### Work to complete
State how many lines of the listing below contain the string "jacket", giving only the number. Matching is case-sensitive.

-- Start of Recorded information --

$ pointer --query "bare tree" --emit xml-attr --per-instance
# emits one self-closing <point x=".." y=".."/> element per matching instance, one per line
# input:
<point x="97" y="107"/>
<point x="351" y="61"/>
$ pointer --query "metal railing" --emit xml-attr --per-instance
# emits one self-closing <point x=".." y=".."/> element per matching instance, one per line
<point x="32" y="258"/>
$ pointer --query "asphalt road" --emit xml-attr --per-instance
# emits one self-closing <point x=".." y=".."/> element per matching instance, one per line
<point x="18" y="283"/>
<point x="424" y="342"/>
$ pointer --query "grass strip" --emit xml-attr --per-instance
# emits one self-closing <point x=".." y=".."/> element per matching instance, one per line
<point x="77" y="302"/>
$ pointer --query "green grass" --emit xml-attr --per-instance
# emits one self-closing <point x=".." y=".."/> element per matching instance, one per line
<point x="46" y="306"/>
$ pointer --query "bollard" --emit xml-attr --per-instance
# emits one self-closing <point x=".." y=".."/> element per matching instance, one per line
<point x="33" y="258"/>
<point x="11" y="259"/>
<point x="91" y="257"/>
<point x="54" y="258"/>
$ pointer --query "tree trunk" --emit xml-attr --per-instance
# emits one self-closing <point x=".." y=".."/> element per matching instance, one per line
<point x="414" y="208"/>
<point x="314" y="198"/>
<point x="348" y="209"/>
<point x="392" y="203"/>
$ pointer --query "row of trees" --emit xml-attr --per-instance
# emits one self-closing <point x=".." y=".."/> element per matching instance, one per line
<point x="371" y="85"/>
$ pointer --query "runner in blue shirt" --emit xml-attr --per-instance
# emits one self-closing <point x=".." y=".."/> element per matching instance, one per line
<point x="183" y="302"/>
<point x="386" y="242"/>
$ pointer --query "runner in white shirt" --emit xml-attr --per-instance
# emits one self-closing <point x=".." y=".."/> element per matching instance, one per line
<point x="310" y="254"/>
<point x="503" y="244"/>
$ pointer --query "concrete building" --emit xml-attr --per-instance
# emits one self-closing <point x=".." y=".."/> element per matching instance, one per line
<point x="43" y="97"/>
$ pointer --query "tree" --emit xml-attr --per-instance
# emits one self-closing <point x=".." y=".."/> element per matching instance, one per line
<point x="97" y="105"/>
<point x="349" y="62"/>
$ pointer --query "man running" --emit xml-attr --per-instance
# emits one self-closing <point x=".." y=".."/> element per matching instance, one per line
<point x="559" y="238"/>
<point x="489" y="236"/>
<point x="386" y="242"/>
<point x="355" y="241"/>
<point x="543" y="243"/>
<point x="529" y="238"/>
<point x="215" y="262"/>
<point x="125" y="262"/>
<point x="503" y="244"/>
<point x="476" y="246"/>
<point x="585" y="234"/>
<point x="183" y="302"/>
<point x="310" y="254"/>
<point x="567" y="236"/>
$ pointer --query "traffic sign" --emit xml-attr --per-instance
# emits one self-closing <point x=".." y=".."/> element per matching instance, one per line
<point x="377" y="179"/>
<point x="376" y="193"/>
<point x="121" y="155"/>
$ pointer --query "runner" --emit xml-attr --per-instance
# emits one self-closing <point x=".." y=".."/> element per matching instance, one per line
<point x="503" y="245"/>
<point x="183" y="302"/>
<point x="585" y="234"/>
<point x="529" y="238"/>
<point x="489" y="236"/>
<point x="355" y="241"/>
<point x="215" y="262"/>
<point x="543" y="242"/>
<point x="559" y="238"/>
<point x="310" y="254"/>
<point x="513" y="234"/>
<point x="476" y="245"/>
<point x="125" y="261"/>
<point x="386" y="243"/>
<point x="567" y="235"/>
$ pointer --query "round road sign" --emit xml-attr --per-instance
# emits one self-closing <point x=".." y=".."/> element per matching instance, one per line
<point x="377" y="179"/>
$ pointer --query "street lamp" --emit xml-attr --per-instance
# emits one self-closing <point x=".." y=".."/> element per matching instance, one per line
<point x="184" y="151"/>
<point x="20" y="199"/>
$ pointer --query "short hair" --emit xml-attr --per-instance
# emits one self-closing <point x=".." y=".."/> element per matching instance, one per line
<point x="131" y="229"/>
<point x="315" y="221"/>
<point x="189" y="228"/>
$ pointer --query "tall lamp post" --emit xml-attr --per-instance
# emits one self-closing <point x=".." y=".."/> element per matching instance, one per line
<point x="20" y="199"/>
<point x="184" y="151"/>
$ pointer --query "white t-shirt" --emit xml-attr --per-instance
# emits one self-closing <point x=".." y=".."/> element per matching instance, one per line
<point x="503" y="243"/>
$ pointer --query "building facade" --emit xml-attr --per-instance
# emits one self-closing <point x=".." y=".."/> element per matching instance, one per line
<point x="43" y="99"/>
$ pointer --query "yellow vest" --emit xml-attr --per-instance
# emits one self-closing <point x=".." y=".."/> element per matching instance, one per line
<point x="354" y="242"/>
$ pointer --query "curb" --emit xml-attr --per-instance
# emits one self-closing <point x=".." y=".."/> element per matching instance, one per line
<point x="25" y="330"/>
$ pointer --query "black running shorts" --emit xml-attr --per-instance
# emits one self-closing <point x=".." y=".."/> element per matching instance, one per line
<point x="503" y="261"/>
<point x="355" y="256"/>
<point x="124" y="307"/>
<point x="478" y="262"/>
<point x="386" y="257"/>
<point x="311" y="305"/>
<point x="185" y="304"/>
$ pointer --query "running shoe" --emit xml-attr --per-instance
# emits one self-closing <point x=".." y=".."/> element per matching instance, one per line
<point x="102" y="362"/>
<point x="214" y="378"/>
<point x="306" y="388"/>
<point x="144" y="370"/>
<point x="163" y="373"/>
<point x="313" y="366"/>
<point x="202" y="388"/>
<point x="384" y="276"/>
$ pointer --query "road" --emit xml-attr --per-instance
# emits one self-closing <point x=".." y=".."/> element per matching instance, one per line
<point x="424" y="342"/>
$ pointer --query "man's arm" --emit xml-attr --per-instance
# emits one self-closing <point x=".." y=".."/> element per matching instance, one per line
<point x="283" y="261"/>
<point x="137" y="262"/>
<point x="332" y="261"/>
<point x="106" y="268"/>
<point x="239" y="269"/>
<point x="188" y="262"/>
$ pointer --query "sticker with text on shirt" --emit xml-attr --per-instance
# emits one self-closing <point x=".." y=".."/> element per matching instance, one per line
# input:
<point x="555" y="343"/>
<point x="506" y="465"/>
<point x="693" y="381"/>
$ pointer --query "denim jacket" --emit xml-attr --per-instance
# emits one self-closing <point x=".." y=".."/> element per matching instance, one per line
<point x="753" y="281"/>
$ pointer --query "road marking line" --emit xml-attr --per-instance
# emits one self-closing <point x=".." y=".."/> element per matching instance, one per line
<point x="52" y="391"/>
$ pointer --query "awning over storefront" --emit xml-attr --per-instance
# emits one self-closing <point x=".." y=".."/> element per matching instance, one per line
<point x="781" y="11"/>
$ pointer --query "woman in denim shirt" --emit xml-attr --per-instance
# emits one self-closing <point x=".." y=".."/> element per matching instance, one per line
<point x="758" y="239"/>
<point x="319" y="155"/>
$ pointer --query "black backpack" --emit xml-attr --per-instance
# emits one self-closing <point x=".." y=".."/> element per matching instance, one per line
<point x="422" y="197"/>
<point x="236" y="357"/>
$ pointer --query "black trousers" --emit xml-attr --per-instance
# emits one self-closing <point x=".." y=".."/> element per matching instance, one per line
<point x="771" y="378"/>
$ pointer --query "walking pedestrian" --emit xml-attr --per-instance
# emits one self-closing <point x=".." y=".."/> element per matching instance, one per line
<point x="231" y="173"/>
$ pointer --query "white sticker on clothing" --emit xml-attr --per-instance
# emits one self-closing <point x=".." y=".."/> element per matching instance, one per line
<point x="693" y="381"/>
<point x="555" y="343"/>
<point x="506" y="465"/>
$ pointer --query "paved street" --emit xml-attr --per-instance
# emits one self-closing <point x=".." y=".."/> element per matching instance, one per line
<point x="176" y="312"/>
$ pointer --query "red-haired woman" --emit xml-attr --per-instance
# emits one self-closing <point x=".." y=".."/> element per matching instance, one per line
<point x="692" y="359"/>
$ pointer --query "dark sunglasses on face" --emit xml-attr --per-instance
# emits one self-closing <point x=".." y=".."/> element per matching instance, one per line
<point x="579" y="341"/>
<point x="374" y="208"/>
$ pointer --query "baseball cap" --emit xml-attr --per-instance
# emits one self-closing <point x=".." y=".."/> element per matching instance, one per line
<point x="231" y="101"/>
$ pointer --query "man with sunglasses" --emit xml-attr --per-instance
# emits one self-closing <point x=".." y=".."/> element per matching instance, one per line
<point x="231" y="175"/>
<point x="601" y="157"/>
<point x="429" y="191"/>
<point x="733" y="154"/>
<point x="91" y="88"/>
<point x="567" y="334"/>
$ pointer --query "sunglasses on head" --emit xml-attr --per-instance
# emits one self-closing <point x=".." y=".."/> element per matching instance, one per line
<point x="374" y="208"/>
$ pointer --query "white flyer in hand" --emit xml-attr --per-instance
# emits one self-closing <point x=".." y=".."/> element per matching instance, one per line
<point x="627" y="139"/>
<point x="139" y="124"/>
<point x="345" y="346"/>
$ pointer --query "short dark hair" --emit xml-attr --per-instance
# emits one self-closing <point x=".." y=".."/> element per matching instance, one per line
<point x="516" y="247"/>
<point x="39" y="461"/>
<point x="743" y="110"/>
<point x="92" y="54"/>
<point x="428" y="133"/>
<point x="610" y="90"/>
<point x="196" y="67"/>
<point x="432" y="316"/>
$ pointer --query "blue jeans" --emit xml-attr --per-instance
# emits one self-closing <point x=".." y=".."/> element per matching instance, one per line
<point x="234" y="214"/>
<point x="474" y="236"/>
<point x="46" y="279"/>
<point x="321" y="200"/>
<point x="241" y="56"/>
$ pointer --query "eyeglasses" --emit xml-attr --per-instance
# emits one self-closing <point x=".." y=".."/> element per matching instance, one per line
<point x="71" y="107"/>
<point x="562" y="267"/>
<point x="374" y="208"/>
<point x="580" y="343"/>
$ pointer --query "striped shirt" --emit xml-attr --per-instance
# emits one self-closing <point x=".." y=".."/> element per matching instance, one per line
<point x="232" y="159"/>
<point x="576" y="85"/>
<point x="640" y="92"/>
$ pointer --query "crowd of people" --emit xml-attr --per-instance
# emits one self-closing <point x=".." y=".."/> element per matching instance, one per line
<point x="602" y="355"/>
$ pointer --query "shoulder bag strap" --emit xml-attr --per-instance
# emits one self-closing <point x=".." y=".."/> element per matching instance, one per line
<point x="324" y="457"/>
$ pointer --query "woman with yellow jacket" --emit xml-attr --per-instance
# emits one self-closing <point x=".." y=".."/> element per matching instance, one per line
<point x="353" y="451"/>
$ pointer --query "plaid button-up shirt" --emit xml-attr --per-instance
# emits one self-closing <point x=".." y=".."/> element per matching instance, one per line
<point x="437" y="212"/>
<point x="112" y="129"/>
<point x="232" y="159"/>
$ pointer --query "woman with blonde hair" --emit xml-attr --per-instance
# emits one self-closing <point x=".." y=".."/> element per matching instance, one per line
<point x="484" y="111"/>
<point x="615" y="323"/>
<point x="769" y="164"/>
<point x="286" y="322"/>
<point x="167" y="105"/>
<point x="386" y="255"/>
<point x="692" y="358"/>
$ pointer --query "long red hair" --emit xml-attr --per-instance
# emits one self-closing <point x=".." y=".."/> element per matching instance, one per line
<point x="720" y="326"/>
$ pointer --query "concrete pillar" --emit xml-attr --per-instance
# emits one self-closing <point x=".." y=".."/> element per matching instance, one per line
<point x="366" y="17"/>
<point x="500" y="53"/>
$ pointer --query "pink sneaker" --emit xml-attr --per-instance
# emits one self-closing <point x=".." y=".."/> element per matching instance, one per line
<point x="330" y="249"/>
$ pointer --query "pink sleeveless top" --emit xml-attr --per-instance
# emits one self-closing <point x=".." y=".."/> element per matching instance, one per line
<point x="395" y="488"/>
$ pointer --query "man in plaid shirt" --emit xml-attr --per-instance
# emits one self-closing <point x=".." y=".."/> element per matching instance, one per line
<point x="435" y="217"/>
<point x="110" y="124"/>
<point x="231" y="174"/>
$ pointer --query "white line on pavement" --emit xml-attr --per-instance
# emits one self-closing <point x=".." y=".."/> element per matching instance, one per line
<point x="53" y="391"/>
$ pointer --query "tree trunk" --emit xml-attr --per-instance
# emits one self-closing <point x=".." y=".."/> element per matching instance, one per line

-- End of Recorded information --

### Solution
2